------ Fragment tekstu

Otwartość na pracę terapeutyczną u Polaków ciąż wzrasta. - Pomagają w tym zarówno kampanie społeczne, jak i to, że wielu znanych ludzi odczarowuje mit konieczności bycia idealnym i silnym za wszelką cenę. Do podjęcia terapii skłaniają także doświadczane objawy (nerwicowe, depresyjne), problemy w relacjach z ludźmi, kryzysy w związkach, o co wcale nietrudno przy dzisiejszym tempie życia i silnej presji, jaką wywieramy sami na sobie, aby spełnić wszystkie oczekiwania swoje i innych i aby w ten sposób być idealnym. Wszyscy borykamy się z różnymi problemami i ludzką rzeczą jest w trudnych sytuacjach szukać odpowiedniej pomocy. Terapia zdecydowanie pomaga, jeśli ktoś znajduje w sobie przestrzeń, gotowość i jest zdecydowany, aby taką pracę podjąć - zaznacza Barbara Michno-Wiecheć.
Martyna na leczenie na NFZ nie mogła liczyć. Dzięki samoświadomości, zawziętości i, jak podkreśla, pomocy przyjaciół udało jej się pokonać chorobę. - Moja terapia trwała 4 lata. Mogę z pełną odpowiedzialnością i dumą powiedzieć, że jestem zdrowa. Umiem zapanować nad bulimią. Wróciłam też do normalnego życia - mówi Wirtualnej Polsce. Martyna wciąż kontynuuje terapię. Raz na dwa miesiące chodzi na spotkania z psychoterapeutą.
"Reforma opieki psychiatrycznej w Polsce jest jednym z priorytetów Ministerstwa Zdrowia, a działania podejmowane przez resort ukierunkowane na rozwój środowiskowego modelu psychiatrycznej opieki zdrowotnej mają na celu przede wszystkim umożliwienie udzielania świadczeń zdrowotnych pacjentom dotkniętym zaburzeniami psychicznym w sposób kompleksowy oraz w miarę możliwości jak najbliżej ich miejsca zamieszkania. Dlatego też rozwój psychiatrii środowiskowej stanowi jedno z głównych założeń procedowanego Narodowego Programu Ochrony Zdrowia Psychicznego" - czytamy w oficjalnym piśmie Ministerstwa Zdrowia przesłanym Wirtualnej Polsce.
Resort zdrowia zaznacza także, że do reformy opieki psychiatrycznej przyczynić się może zwiększenie bazy Centrów Zdrowia Psychicznego i zwiększanie liczby oddziałów psychiatrycznych przy szpitalach ogólnych.
Odpowiedź NFZ
Narodowy Fundusz Zdrowia zaznacza, że liczba osób posiadających wykształcenie psychologiczne udzielających świadczeń jest wyższa, ponieważ psychologowie są również wykazywani wśród osób, sprawozdawanych do NFZ jako: psychoterapeuci, specjaliści psychoterapii uzależnień oraz specjaliści terapii uzależnień, zależnie od zdobytych po ukończeniu studiów psychologicznych dodatkowych kwalifikacji zawodowych.

------------

* [Treść polecenia] Jak często, według fragmentu tekstu, Martyna chodzi obecnie na spotkania z psychoterapeutą?

------ Dane do ćwiczenia

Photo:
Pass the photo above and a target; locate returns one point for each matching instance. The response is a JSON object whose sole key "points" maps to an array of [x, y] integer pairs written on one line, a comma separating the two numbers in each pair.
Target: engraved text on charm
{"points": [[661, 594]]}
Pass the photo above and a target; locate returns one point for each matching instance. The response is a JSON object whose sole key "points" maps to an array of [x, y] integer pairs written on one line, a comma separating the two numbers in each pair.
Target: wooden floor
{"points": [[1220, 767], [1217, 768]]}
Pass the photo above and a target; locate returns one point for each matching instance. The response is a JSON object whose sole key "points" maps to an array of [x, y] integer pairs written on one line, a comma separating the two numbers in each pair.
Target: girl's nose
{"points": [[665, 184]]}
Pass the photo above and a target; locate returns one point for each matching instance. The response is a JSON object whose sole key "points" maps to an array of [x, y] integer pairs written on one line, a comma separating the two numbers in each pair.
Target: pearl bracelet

------------

* [Rozwiązane ćwiczenie] Raz na dwa miesiące.